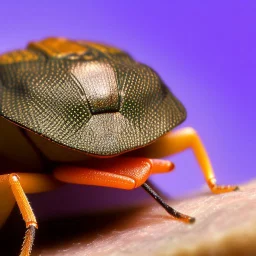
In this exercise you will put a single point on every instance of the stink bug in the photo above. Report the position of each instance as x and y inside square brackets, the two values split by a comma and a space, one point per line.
[69, 110]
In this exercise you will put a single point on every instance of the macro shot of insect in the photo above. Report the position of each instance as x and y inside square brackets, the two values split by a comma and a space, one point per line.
[86, 113]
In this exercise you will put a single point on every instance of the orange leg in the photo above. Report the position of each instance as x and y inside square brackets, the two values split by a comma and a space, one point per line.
[19, 184]
[120, 172]
[180, 140]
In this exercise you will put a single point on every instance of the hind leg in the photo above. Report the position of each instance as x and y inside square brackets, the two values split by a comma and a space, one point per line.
[13, 188]
[180, 140]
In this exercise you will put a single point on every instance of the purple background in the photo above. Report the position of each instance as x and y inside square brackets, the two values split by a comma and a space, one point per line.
[204, 50]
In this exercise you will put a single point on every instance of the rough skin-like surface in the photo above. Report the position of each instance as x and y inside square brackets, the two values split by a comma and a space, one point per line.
[226, 225]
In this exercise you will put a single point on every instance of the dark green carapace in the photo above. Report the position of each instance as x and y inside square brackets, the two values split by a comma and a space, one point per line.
[86, 96]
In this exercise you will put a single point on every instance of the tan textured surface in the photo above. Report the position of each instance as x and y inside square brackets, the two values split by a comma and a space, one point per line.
[226, 225]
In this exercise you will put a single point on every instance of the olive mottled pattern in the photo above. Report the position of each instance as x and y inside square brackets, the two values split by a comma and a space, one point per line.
[86, 96]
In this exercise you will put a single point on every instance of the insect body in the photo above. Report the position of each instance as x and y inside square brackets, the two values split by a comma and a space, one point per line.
[74, 108]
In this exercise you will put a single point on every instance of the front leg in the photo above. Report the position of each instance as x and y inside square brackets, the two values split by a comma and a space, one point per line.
[120, 172]
[180, 140]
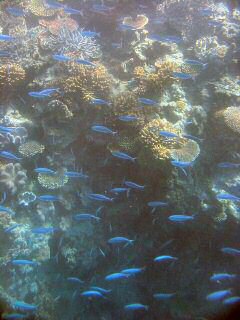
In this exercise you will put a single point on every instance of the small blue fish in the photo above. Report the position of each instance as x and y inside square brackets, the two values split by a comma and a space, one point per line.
[91, 34]
[227, 196]
[136, 307]
[38, 95]
[148, 102]
[75, 280]
[20, 305]
[101, 289]
[182, 75]
[134, 185]
[69, 10]
[44, 170]
[23, 262]
[132, 271]
[164, 296]
[85, 217]
[92, 294]
[48, 198]
[120, 240]
[85, 62]
[100, 102]
[228, 165]
[122, 155]
[7, 210]
[231, 300]
[180, 218]
[5, 37]
[222, 277]
[116, 276]
[165, 259]
[12, 227]
[75, 174]
[103, 129]
[168, 134]
[219, 295]
[99, 197]
[9, 155]
[16, 12]
[128, 118]
[60, 57]
[44, 230]
[231, 251]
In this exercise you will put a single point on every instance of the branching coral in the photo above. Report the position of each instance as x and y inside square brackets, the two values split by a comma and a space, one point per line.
[13, 177]
[87, 82]
[30, 149]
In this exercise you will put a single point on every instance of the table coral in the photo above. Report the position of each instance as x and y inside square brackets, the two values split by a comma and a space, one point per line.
[13, 177]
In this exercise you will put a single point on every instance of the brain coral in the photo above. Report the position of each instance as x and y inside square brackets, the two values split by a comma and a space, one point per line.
[13, 177]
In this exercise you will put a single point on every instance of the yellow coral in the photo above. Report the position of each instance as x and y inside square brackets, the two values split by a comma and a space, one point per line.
[11, 76]
[30, 149]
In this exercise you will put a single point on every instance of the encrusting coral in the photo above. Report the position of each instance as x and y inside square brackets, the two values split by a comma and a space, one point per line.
[13, 177]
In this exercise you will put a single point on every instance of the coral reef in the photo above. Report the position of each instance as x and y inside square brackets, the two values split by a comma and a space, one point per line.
[13, 177]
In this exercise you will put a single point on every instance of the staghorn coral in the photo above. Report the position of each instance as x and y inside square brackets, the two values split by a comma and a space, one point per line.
[13, 177]
[30, 149]
[87, 82]
[52, 182]
[12, 75]
[188, 152]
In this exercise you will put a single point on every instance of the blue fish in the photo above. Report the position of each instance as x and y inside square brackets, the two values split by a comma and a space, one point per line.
[231, 300]
[38, 95]
[228, 165]
[23, 262]
[85, 62]
[5, 37]
[165, 259]
[164, 296]
[75, 280]
[100, 102]
[44, 170]
[91, 34]
[99, 197]
[182, 75]
[16, 12]
[13, 316]
[92, 294]
[20, 305]
[7, 210]
[134, 185]
[180, 218]
[60, 57]
[9, 155]
[48, 198]
[122, 155]
[75, 174]
[148, 102]
[231, 251]
[12, 227]
[85, 217]
[120, 240]
[222, 276]
[132, 271]
[128, 118]
[219, 295]
[44, 230]
[227, 196]
[136, 307]
[168, 134]
[103, 129]
[69, 10]
[116, 276]
[100, 289]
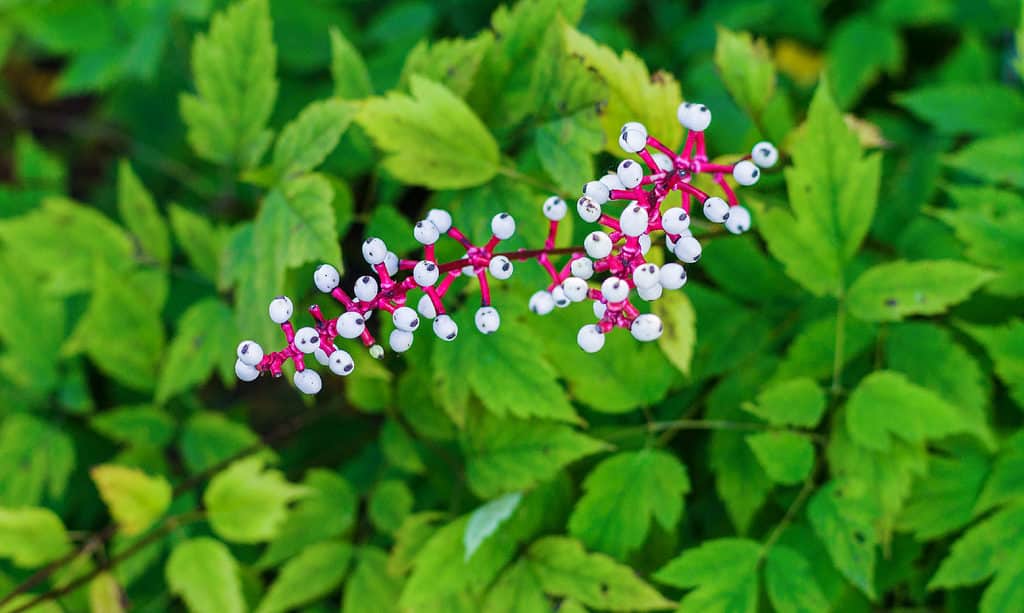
####################
Pick out every line in the rows above that contains the string "insect", and copy each one in full. Treat uppercase and lowercase as different.

# Task answer:
In this exercise you will put a single point on every instance of the macro shot of insect in the photo above. Report the position of each instance as x and y inside square brackets, the two values split by a comma and a space, one point per line.
In this exercise you will put a single point on every instance of the insect body in the photo above. Report the position of each instance as x and y inside square brackets, the two values split by a comma and a space, one point per line.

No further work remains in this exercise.